START Text provided

The Ron Hicklin Singers were a group of Los Angeles studio singers contracted and organized by Ron Hicklin.  They are mostly known as the real singers behind the background vocals on The Partridge Family recordings.

In Los Angeles studio circles in the 1960s through 1980s, they were the vocal equivalent of (and often worked with) The Wrecking Crew, performing backup vocals on thousands of songs, TV and movie themes, and as lead (while remaining anonymous) singers on thousands of radio and television commercials.

Cast
The core group usually consisted of (by Voice Type):
 Ron Hicklin - lead tenor
 Tom Bähler  - tenor
 John Bähler - tenor
 Stan Farber - tenor
 Jim Gilstrap - tenor
 Gene Morford - bass
 Al Capps - bass
 Sally Stevens - soprano
 Sandie Hall - soprano
 Carolyn Willis - soprano
 Jackie Ward  - alto
 Debbie Hall - alto
 Myrna Matthews - alto

However, this core group was often augmented with other specialist vocalists such as:
 Jim Haas - tenor
 Jerry Whitman - tenor
 Thurl Ravenscroft - bass (voice of Kellogg's Tony the Tiger of Frosted Flakes cereal for 50 years, and the vocalist for "You're A Mean One, Mr. Grinch")

END Text provided
START Listed records

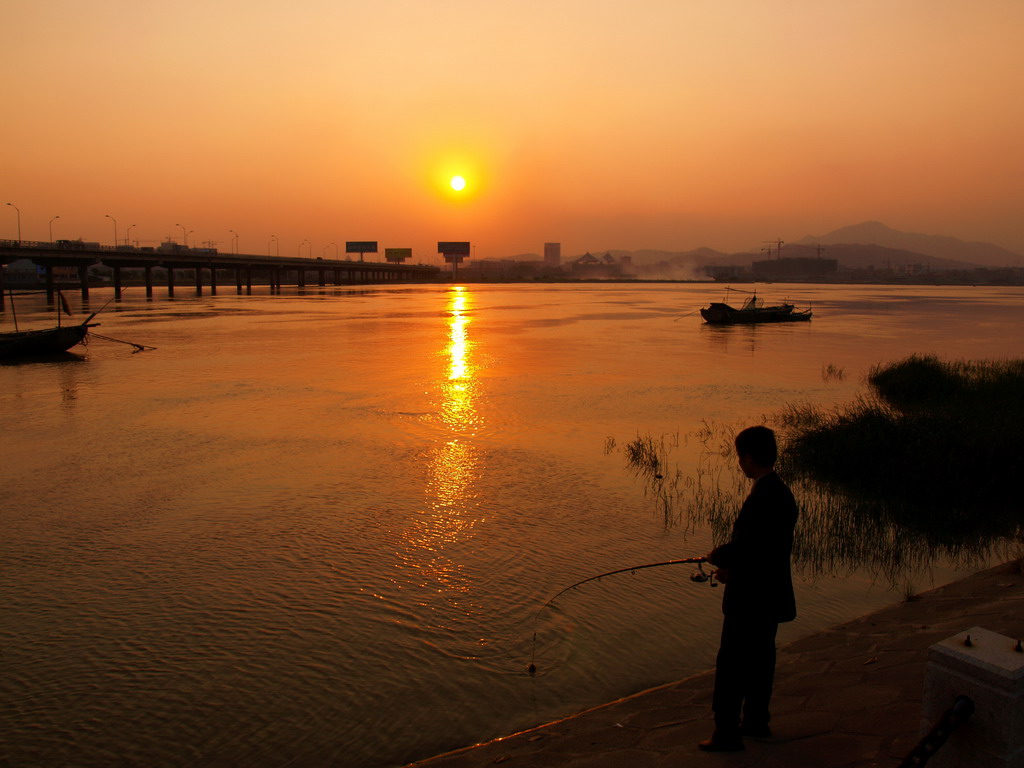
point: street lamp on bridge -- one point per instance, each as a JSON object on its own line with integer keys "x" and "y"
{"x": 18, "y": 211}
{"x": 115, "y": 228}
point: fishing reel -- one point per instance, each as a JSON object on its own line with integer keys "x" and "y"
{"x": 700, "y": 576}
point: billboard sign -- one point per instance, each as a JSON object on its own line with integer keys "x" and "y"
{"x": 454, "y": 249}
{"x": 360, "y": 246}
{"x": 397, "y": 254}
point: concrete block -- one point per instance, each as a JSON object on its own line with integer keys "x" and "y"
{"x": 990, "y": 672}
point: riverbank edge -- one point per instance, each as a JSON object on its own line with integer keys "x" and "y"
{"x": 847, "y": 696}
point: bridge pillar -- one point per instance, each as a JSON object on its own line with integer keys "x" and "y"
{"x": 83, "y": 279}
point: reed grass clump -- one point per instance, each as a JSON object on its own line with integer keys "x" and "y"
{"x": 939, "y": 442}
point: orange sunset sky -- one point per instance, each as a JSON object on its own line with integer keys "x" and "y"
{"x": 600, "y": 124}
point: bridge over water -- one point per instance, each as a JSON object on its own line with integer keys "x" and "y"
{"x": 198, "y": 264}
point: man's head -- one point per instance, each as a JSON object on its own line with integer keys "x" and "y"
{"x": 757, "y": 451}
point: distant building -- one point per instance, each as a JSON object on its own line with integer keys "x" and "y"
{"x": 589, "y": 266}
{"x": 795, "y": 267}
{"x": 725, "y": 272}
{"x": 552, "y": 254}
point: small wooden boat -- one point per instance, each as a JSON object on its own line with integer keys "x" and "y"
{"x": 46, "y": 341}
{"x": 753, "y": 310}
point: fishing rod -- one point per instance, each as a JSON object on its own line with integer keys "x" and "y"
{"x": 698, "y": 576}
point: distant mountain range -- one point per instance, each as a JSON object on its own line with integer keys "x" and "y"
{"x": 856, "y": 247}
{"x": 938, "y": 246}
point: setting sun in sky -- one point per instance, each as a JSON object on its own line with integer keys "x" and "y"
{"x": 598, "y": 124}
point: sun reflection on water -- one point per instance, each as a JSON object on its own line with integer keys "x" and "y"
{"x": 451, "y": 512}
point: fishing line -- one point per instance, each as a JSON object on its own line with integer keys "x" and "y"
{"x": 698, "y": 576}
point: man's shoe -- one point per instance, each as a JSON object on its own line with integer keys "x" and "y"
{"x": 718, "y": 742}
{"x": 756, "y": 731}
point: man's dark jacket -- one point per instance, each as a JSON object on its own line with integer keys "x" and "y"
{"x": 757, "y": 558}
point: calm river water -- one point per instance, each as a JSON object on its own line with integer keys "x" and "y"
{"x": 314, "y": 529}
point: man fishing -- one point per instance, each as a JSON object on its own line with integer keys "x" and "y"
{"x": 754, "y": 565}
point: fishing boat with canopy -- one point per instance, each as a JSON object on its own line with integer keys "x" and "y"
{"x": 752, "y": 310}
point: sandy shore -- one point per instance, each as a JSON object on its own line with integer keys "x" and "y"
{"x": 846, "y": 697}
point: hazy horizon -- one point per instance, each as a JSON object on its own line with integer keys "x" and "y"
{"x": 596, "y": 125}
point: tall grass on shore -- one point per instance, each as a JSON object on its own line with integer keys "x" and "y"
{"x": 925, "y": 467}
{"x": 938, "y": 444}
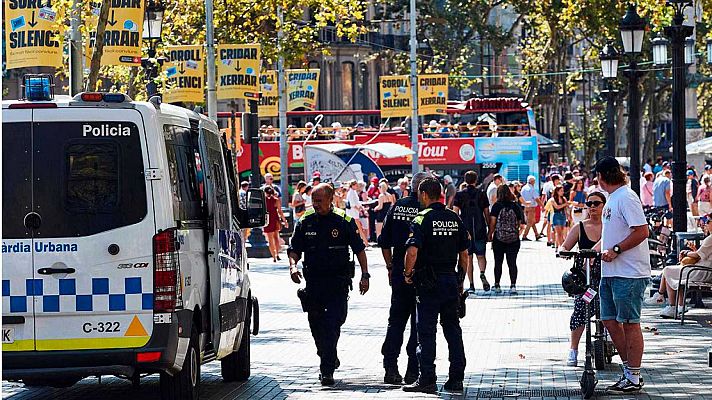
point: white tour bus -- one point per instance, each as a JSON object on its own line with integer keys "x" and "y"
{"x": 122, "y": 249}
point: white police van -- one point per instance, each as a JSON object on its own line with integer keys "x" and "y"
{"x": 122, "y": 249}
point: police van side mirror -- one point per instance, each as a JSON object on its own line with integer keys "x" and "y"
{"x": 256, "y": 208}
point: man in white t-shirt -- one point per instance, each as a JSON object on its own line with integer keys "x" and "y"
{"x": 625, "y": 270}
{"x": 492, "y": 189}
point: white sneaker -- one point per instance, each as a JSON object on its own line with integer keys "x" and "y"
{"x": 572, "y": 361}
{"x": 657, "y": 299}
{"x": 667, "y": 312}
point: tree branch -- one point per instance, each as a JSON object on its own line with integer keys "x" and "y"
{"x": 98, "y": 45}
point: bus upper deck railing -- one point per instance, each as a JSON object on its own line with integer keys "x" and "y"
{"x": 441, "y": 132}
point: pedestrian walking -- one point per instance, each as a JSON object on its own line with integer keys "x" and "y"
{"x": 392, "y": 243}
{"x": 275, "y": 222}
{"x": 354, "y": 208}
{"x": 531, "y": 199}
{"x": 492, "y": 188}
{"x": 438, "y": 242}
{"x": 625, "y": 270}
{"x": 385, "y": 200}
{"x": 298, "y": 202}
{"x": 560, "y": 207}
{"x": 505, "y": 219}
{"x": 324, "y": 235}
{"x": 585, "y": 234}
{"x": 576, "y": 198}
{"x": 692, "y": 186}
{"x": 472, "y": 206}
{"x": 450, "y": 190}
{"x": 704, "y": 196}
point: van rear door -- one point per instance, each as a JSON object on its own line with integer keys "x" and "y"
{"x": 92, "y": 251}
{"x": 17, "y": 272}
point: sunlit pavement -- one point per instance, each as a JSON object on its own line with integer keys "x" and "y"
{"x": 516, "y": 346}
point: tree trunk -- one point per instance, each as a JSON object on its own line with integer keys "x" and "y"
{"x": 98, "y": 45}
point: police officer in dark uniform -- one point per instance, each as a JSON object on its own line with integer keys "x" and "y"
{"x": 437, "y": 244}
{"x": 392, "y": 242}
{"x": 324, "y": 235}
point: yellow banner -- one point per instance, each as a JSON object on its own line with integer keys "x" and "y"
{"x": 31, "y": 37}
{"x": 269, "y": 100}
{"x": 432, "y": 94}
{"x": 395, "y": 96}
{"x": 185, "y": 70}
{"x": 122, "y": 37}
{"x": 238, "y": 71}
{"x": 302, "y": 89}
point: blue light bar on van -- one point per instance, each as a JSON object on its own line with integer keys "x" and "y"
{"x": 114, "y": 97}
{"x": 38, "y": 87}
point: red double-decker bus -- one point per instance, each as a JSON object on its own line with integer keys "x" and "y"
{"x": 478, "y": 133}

END Listed records

_What to produce_: From the text on the Ron Hicklin Singers, list every core-group member whose voice type is given as tenor or lead tenor.

_Solution to this exercise_: Ron Hicklin (lead tenor), Tom Bähler, John Bähler, Stan Farber, Jim Gilstrap